• _Given data_
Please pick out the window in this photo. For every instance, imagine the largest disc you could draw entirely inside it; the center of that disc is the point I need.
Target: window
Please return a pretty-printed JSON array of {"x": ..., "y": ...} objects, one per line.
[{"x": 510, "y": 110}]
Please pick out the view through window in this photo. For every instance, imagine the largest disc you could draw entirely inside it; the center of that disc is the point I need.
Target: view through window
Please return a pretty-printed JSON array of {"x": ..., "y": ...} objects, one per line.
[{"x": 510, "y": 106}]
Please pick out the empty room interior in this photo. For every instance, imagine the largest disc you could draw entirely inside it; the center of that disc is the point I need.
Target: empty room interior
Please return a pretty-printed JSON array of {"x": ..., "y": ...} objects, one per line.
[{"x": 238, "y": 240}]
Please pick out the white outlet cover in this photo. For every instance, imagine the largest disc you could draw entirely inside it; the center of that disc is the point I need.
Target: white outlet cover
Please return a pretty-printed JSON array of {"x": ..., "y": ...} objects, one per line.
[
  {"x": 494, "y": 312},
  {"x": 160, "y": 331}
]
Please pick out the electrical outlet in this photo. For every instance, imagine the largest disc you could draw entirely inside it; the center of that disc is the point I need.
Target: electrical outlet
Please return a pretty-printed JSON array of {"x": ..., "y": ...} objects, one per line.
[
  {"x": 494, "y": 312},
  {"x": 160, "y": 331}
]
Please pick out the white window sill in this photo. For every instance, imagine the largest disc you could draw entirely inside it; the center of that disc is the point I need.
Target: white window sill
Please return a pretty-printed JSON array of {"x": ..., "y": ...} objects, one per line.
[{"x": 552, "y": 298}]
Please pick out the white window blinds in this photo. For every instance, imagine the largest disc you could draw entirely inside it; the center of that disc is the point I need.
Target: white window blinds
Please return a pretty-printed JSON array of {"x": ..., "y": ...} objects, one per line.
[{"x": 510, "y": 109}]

• _Problem requirements_
Each line of the material should be duplicated exactly, please.

• _Answer section_
Please pick out the window in this photo. For every instance, imagine the largest disc you could draw entirely inside it; the center of that disc is the point I need.
Target: window
Please return a pretty-printed JSON array of {"x": ..., "y": ...} objects, one per line.
[{"x": 510, "y": 110}]
Please pick out the view through window in this photo. For every instance, imagine the largest disc you could draw entirely inside it; the center of that disc is the point I need.
Target: view through window
Please return a pretty-printed JSON array of {"x": ..., "y": ...} objects, one per line.
[{"x": 510, "y": 106}]
Please pick out the empty room interior in this photo. For every instance, imagine the largest disc you could draw entirely inside it; the center of that disc is the point I need.
Target: empty room interior
Please return a pretty-printed JSON array of {"x": ..., "y": ...} objects, one per line.
[{"x": 238, "y": 240}]
Please pick out the white outlet cover in this photo. For every instance, imagine the largest disc you could draw entirely inside it; the center of that disc is the point I need.
Target: white outlet cover
Please return a pretty-printed JSON array of {"x": ..., "y": ...} objects, one per line.
[
  {"x": 494, "y": 312},
  {"x": 160, "y": 331}
]
Please pick out the electrical outlet in this photo. For every instance, imagine the largest disc you could draw entirely inside it; the center of that disc is the point I need.
Target: electrical outlet
Please return a pretty-printed JSON array of {"x": ..., "y": ...} objects, one per line.
[
  {"x": 494, "y": 312},
  {"x": 160, "y": 331}
]
Please pick out the white window sill in this photo. For every instance, imagine the largest disc you could draw entirely inside it; the center of that disc is the point I need.
Target: white window sill
Please return a pretty-printed JSON array of {"x": ..., "y": ...} objects, one per line.
[{"x": 552, "y": 298}]
Please pick out the white window blinds in this photo. For every instance, imagine the largest disc you could draw entirely inside it; the center of that disc is the point I need.
Target: white window blinds
Please return a pretty-printed JSON array of {"x": ..., "y": ...} objects, one per line.
[{"x": 510, "y": 109}]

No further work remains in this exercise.